→ PASSAGE PROVIDED:
□ □ □ □ □

I had a hard time getting out of bed this morning. I hit the snooze button several times, and definitely more than I usually do. I know it's because 1) I had a rough time getting to sleep last night and 2) I don't think my body is used to only getting a couple of days off work for a weekend. You know, being that we've had so many snow days this year. But, this weekend, the weather was beautiful and the forecast looks to be the same for at least the next ten days.
I'm actually very excited about the weather that's forecasted for the next couple of weeks. And that's simply because I want to be able to actually complete a unit ON TIME without delays and reteaching due to several days off.
Since the beginning of January, I've had an idea for a reading unit for Black History Month. That unit was supposed to start two weeks ago, but... well... you know. So, this weekend, I sat down and hashed out and redid the unit to customize it to a two week unit instead of the original four week time line.
Last week, I found some great leveled reading books about Martin Luther King, Jr., George Washington Carver, Rosa Parks, Harriet Tubman, and The Freedom Riders. I made a few changes to the unit so that instead of the students self-selecting their own subject for the unit, they would be put in to leveled reading groups. That will make life a little easier. Sometimes, it can be a bit overwhelming for 4th graders to pick a subject or person to study. Plus, a subject as big as Black History Month can be a little overwhelming. There's so much to choose from, and my kiddos really haven't had that much exposure to the topic. I mean, sure, they've learned a little about slavery, and civil rights, etc., but not really enough for me to let them run free in a library to select a subject.

□ □ □ □ □

→ WHAT YOU ARE ASKED TO DO:
Extract the blog post's wording from "I'm actually very" to "week time line.". The rows that come next have nothing to do with the blog post.

→ EXCERPTED RECORDS:
□ □ □ □ □

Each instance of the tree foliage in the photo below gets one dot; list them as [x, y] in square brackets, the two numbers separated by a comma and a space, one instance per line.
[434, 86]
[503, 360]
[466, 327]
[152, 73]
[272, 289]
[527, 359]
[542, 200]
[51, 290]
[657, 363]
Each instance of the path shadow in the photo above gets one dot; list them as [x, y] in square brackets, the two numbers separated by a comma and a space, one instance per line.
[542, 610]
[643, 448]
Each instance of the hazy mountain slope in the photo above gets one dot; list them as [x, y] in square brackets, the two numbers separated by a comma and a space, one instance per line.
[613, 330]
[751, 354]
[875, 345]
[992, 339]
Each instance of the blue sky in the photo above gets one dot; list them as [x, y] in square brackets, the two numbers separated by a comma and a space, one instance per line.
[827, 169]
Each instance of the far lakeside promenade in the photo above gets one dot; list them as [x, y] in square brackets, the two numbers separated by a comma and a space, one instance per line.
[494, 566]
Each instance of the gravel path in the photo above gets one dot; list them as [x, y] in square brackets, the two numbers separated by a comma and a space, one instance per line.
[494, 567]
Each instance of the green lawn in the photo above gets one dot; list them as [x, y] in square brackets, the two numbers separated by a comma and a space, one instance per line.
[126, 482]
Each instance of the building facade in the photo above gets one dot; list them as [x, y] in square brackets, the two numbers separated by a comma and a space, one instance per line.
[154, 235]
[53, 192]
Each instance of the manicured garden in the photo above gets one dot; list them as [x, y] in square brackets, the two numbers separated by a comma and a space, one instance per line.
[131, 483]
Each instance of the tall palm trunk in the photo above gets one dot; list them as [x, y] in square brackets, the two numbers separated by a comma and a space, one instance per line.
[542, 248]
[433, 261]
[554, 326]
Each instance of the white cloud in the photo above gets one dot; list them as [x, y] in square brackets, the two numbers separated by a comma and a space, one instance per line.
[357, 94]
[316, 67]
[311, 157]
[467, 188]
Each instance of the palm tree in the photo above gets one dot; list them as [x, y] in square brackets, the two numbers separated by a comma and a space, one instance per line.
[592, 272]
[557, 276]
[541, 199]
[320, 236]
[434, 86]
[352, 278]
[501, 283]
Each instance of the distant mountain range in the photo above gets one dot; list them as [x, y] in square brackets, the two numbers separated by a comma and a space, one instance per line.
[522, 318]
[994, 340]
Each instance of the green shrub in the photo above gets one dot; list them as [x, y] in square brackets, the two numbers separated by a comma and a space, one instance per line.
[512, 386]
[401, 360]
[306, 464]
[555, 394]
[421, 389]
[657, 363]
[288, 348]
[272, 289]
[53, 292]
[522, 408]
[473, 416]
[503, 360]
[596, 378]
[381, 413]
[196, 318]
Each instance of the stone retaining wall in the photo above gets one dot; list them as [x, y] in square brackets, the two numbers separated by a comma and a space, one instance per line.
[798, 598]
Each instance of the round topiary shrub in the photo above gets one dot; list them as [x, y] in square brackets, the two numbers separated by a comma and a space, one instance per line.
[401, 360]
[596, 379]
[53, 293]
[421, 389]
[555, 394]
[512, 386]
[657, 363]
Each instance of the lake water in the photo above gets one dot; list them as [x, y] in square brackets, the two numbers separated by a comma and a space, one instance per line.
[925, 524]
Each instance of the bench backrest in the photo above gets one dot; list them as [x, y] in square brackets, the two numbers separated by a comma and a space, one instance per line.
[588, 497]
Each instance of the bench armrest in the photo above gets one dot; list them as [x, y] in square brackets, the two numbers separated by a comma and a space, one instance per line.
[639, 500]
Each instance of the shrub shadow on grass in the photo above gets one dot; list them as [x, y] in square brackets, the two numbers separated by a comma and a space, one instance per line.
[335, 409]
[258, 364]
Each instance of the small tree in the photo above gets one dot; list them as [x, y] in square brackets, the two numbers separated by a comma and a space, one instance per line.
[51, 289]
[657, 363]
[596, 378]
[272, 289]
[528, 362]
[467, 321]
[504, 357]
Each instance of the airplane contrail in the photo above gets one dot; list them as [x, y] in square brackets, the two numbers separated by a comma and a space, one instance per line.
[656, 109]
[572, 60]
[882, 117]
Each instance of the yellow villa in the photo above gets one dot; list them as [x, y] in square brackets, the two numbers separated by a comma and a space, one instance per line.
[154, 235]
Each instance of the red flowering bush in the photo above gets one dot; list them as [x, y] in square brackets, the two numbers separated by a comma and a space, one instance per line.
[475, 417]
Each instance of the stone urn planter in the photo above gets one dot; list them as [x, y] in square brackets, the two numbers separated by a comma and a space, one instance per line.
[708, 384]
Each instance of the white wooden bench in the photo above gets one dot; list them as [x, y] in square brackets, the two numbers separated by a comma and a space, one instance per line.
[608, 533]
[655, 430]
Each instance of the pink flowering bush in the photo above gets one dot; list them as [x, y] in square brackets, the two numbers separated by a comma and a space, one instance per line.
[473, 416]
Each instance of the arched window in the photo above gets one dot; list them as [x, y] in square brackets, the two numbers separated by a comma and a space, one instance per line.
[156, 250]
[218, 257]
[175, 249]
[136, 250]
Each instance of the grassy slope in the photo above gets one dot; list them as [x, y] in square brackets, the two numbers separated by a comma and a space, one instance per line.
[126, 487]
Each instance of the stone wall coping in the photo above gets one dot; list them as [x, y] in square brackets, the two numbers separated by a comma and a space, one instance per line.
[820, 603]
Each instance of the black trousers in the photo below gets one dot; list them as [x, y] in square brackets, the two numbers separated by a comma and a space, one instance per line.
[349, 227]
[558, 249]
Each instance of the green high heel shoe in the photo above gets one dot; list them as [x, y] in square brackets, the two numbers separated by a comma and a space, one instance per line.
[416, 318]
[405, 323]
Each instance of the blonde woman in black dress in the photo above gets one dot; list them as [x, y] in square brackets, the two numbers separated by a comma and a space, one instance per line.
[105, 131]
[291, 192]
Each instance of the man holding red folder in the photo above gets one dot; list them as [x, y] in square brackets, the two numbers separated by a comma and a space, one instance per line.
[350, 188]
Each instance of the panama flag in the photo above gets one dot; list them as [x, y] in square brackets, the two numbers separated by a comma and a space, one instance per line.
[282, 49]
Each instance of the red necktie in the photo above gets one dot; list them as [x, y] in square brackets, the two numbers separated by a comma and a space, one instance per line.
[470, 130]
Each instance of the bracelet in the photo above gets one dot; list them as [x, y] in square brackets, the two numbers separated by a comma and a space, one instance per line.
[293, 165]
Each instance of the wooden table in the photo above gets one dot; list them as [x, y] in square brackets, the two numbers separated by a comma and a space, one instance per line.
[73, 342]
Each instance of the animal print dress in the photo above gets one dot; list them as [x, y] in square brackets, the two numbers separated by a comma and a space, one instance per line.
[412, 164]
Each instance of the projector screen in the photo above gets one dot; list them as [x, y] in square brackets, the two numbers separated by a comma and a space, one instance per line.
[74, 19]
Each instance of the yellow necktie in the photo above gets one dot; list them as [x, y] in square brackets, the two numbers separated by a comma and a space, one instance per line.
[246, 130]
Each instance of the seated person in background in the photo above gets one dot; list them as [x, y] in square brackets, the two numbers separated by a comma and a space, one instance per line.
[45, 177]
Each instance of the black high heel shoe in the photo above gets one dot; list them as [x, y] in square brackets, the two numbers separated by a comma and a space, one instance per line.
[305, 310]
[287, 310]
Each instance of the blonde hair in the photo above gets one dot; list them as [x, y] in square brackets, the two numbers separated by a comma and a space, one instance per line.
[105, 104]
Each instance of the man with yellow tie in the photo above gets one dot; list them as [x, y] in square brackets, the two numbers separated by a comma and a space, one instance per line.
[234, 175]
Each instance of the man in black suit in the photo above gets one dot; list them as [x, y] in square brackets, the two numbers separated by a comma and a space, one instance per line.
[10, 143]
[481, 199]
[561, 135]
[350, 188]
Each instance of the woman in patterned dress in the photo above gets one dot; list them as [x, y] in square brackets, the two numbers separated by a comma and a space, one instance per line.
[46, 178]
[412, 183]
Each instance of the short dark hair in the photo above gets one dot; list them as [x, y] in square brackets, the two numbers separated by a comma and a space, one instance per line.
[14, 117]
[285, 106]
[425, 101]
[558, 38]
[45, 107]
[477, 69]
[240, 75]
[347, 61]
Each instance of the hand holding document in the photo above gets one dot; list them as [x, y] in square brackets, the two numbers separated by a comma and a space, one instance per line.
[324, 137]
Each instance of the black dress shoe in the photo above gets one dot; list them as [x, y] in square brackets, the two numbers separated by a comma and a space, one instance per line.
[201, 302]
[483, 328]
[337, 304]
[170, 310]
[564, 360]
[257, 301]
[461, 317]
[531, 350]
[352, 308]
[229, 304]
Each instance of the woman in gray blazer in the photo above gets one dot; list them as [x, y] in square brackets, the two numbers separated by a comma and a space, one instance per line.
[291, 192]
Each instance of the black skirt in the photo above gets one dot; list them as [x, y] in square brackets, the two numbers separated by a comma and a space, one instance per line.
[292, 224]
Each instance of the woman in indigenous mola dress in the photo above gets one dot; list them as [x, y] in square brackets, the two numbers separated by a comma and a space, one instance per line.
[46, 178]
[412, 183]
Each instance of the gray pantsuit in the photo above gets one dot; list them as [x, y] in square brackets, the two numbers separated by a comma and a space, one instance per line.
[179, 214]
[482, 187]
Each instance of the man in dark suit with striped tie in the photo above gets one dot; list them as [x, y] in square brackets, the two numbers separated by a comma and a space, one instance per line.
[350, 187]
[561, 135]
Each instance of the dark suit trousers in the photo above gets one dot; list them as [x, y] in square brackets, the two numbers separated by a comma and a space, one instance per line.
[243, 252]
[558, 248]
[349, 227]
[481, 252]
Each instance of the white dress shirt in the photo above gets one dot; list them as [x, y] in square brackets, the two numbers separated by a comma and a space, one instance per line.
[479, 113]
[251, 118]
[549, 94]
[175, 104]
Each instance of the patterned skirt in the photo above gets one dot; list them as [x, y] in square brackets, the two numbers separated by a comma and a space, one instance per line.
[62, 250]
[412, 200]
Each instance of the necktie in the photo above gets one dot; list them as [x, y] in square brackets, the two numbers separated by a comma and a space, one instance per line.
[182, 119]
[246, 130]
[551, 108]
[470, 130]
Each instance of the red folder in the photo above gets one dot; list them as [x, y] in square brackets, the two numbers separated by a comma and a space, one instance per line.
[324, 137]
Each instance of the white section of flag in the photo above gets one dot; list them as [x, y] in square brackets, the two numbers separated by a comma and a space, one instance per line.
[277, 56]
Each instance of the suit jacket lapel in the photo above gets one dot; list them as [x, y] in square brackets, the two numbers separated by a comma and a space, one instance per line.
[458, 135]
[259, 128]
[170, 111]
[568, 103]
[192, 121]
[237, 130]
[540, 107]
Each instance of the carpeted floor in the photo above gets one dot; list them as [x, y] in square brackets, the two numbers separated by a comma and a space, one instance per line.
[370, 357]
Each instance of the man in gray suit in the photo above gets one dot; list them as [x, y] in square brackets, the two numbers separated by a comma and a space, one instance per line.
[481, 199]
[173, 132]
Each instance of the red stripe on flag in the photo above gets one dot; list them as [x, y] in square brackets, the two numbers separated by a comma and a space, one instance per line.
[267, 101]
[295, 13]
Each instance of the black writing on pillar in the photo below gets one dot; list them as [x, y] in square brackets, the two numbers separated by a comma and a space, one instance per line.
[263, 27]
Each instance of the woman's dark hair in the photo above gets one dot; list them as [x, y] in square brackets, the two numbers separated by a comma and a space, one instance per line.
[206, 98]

□ □ □ □ □

→ WRITTEN REPLY:
I'm actually very excited about the weather that's forecasted for the next couple of weeks. And that's simply because I want to be able to actually complete a unit ON TIME without delays and reteaching due to several days off.
Since the beginning of January, I've had an idea for a reading unit for Black History Month. That unit was supposed to start two weeks ago, but... well... you know. So, this weekend, I sat down and hashed out and redid the unit to customize it to a two week unit instead of the original four week time line.